Pasaje >>

'''

Esa afirmación requeriría de varios volúmenes a propósito de los derechos y deberes de los padres sobre sus hijos menores, sobre la libertad de cátedra, sobre el derecho paterno recogido en la Constitución a elegir la enseñanza que consideren mejor para sus hijos y otros tantos volúmenes sobre el papel del Estado, sus deberes para con la población y sobre los límites de su intervención en la vida privada y también pública de sus ciudadanos.
Pero una frase de ese tipo provoca inmediatamente que se desplieguen las antenas de la alarma. Y una de dos: o está dicha por pura imprudencia o es un anzuelo para que piquen los incautos. Y Pablo Casado se tragó el anzuelo hasta el fondo de la garganta.
El resultado ha sido el esperado probablemente por las filas socialistas: empujar al PP a las cercanías de Vox de modo que se fundan los perfiles de ambos partidos y quede claro así lo que están buscando desde el Gobierno a partir del minuto uno de su conformación: abrir una brecha insalvable entre dos trincheras.
A este lado, los progresistas, los buenos; al otro lado la caverna, las derechas, da igual cuáles sean sus siglas, los retrógrados y crispadores, cuyo único objetivo político en este momento es impedir que el Gobierno eche a andar e incendiar el clima social con sus ataques desmedidos y sus aspavientos.
En esa distribución del espacio político se siente cómodo el Gobierno, porque puede afrontar los numerosos y muy graves problemas que se alzan en su camino sin tener que dedicar grandes esfuerzos en convencer a la opinión pública de la falta de fundamento de la reclamaciones o acusaciones de la oposición.

'''

Tareas >>
1. Enumera los asuntos que, según el primer párrafo del pasaje sobre el Gobierno y la oposición, requerirían varios volúmenes.
2. Prosigue el pasaje sobre el Gobierno y la oposición a partir de su última oración.

(Entradas guardadas)
'''

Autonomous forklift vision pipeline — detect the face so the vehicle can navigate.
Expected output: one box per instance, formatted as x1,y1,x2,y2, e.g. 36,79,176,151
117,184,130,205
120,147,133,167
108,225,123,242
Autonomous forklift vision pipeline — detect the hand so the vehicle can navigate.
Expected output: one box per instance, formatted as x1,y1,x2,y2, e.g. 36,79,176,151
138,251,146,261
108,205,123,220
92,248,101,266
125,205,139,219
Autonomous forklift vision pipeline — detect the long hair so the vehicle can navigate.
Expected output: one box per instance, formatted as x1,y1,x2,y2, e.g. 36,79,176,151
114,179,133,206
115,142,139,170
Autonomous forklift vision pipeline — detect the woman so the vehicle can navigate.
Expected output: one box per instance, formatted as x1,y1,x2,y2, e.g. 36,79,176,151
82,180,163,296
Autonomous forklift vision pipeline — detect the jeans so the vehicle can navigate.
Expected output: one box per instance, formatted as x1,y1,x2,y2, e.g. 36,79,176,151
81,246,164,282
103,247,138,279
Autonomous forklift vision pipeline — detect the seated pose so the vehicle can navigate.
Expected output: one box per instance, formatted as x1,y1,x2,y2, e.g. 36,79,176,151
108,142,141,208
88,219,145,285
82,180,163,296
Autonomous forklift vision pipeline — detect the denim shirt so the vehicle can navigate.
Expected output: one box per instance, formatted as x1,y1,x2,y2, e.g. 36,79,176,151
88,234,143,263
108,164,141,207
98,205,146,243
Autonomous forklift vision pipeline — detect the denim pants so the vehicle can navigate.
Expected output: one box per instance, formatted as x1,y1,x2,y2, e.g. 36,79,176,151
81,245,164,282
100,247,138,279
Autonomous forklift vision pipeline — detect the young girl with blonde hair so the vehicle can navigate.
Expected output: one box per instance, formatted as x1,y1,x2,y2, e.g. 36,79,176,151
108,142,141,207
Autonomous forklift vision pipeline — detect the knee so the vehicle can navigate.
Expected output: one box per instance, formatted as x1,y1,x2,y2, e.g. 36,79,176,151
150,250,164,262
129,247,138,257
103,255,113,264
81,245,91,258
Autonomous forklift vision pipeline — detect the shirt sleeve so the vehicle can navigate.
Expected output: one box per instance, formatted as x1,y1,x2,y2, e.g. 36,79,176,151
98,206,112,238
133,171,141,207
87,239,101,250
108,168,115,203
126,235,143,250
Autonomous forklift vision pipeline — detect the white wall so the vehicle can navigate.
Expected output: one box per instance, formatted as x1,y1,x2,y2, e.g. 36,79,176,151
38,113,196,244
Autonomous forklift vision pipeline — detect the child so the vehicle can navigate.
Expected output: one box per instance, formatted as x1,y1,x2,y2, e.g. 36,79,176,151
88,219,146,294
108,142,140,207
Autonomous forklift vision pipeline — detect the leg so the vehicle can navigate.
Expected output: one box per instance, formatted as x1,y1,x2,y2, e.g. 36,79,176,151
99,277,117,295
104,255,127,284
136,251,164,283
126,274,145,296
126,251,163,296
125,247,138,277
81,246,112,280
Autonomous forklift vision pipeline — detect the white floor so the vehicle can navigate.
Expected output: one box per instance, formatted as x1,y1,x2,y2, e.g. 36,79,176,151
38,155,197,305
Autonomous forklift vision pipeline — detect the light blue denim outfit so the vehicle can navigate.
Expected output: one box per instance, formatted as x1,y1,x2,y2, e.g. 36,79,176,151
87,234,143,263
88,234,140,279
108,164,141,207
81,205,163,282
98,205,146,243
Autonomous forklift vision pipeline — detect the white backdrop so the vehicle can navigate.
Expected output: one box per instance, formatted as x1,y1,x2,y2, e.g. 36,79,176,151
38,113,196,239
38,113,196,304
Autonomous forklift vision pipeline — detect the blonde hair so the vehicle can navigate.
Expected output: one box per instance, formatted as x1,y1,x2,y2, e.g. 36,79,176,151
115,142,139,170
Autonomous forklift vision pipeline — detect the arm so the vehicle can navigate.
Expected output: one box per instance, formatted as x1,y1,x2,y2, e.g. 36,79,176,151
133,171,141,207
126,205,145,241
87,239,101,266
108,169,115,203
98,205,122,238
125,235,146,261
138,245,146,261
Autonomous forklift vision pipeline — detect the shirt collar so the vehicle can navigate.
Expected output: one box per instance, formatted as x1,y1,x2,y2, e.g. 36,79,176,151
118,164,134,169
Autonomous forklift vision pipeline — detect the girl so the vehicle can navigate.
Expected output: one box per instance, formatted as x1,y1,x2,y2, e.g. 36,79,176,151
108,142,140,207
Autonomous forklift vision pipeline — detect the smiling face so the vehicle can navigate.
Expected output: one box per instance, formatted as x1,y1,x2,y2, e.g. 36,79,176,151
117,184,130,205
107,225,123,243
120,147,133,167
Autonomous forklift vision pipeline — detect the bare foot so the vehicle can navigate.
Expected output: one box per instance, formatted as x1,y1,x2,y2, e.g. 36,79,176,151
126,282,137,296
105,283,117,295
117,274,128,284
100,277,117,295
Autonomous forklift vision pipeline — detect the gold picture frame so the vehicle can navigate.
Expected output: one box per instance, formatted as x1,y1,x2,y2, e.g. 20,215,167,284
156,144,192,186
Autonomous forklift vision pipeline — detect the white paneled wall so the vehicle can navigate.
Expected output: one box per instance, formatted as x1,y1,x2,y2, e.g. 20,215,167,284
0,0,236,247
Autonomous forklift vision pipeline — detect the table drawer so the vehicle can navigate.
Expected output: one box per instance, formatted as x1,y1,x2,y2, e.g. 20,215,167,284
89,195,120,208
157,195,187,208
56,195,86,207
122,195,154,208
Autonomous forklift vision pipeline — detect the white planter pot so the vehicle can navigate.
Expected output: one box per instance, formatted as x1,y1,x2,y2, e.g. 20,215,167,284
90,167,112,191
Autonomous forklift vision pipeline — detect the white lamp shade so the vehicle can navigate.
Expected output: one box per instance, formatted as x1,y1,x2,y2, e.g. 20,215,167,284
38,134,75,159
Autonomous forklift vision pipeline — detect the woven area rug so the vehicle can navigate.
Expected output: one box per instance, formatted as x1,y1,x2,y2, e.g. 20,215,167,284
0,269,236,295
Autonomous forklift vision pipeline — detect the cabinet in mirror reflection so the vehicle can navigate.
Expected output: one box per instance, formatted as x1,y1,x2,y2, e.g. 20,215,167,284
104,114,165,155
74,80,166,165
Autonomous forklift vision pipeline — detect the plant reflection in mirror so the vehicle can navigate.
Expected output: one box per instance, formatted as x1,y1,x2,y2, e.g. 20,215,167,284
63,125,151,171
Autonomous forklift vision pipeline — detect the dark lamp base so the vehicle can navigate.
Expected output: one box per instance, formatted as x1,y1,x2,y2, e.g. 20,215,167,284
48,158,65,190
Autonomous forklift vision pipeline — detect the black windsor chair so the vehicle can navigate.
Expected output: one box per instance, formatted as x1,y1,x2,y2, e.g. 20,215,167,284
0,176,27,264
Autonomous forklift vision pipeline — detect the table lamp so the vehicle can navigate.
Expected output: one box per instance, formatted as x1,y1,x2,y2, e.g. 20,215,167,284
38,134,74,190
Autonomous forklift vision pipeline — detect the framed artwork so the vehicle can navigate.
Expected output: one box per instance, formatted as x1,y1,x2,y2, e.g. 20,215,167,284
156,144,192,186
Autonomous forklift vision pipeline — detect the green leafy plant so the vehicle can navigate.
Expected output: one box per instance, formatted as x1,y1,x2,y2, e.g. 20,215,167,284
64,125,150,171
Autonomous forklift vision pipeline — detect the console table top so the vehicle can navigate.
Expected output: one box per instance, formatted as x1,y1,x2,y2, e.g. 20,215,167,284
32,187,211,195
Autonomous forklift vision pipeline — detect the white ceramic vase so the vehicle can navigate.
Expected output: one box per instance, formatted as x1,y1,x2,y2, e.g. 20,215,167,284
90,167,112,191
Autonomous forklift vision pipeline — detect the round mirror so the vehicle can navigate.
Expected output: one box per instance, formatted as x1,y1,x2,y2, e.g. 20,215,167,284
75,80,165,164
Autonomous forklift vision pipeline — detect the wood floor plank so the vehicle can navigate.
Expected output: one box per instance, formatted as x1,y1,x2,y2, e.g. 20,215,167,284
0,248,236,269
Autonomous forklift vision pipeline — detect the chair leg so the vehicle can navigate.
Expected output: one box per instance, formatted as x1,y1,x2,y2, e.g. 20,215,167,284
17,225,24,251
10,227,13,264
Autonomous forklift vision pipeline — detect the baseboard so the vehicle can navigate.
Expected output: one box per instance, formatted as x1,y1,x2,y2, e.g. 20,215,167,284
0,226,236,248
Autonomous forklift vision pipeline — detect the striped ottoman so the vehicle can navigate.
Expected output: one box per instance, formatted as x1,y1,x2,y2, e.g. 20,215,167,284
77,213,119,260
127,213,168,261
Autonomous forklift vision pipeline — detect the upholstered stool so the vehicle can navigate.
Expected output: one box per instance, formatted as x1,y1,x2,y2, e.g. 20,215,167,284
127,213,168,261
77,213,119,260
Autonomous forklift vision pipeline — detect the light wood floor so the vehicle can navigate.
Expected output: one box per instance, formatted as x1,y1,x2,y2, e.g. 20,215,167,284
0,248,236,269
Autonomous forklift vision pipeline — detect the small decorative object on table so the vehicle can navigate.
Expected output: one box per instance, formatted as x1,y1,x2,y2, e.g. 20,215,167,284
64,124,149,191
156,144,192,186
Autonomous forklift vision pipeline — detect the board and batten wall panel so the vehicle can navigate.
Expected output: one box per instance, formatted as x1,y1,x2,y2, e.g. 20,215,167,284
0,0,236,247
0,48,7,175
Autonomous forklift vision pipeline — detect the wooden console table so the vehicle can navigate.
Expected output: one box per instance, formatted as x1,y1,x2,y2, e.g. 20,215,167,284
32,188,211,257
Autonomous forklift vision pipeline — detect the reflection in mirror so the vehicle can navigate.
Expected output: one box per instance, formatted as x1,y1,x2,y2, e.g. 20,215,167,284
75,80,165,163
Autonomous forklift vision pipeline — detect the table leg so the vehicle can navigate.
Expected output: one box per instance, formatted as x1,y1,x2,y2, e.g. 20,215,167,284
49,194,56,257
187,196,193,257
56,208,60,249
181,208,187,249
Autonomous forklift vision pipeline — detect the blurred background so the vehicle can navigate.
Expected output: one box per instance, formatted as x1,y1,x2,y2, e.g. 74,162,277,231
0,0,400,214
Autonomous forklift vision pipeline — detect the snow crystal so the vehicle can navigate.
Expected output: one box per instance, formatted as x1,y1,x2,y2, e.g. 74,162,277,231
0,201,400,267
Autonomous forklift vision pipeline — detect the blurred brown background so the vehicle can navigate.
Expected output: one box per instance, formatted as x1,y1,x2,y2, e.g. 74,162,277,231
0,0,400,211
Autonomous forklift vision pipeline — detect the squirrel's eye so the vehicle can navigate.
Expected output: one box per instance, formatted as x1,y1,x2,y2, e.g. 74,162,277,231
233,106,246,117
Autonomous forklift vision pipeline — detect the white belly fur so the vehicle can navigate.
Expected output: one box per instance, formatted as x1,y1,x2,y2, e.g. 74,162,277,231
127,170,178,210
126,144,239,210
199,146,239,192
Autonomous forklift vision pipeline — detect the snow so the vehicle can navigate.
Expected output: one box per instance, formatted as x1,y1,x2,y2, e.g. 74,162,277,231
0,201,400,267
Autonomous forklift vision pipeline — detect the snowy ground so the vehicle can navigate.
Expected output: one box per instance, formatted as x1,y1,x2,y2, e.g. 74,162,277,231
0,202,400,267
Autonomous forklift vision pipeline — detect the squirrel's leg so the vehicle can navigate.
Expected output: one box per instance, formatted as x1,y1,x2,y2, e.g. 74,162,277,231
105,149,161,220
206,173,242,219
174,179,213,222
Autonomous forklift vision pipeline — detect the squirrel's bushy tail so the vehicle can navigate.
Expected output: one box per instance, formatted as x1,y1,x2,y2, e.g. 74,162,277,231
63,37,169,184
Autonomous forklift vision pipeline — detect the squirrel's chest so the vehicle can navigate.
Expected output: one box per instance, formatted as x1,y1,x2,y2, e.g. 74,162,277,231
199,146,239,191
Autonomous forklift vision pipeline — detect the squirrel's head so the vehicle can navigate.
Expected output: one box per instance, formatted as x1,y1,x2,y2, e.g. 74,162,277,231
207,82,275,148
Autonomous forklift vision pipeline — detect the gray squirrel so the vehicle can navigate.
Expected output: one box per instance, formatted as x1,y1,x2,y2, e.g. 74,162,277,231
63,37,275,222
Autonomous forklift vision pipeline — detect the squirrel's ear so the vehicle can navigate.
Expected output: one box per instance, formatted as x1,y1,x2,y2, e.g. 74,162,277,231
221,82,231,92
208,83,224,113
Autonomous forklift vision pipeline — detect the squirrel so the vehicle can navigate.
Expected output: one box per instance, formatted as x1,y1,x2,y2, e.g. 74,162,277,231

'''

Respuestas >>
1.
- Los derechos y deberes de los padres sobre sus hijos menores
- La libertad de cátedra
- El derecho paterno recogido en la Constitución a elegir la enseñanza que consideren mejor para sus hijos
- El papel del Estado
- Los deberes del Estado para con la población
- Los límites de la intervención del Estado en la vida privada y también pública de sus ciudadanos

2.
El PP necesita otra manera de encarar su enfrentamiento con el Gobierno si quiere evitar que su futuro esté en entredicho
Desde el momento en que se estableciera en la opinión pública que el PP, Ciudadanos y Vox hablan todos desde la caverna el mismo lenguaje, esos partidos estarían cargando con un gravísimo pecado original que les desacreditaría de principio. Ése es el juego que se le ha visto al Gobierno desde el primer momento y no se explica por qué razón el señor Casado se ha lanzado a avivar esa estrategia adoptando un lenguaje y un tono del todo impropios de un partido de la derecha moderada, que es lo que se supone que quiere ser. El Partido Popular necesita otra manera de encarar su enfrentamiento con el Gobierno de coalición de PSOE y Podemos si quiere evitar que su futuro esté en entredicho.
De otro modo, dará argumentos a quienes insisten en colocar a su partido en tal proximidad con Vox que los convierten en indistinguibles. Y eso no le conviene al PP si lo que pretende, que parece que sí, es distanciarse de los de Santiago Abascal, cuya estrategia es hacerse notar cuanto más mejor y empujar a Casado y a Arrimadas en el rincón de la "derechita cobarde", y por lo tanto inútil a los ojos de tanto votante cabreado que tan buenos resultados electorales le ha dado en las últimas elecciones.
Una torpeza evidente la del presidente del PP.
Me decía insistentemente Felipe González hace ya muchos años que en materia de moral y costumbres "un gobierno no debería nunca imponer por ley algo que no fuera comúnmente comprendido y compartido por la mayoría social de un país" porque este es un terreno resbaladizo en el que no conviene intervenir políticamente si no se cumplen esas condiciones.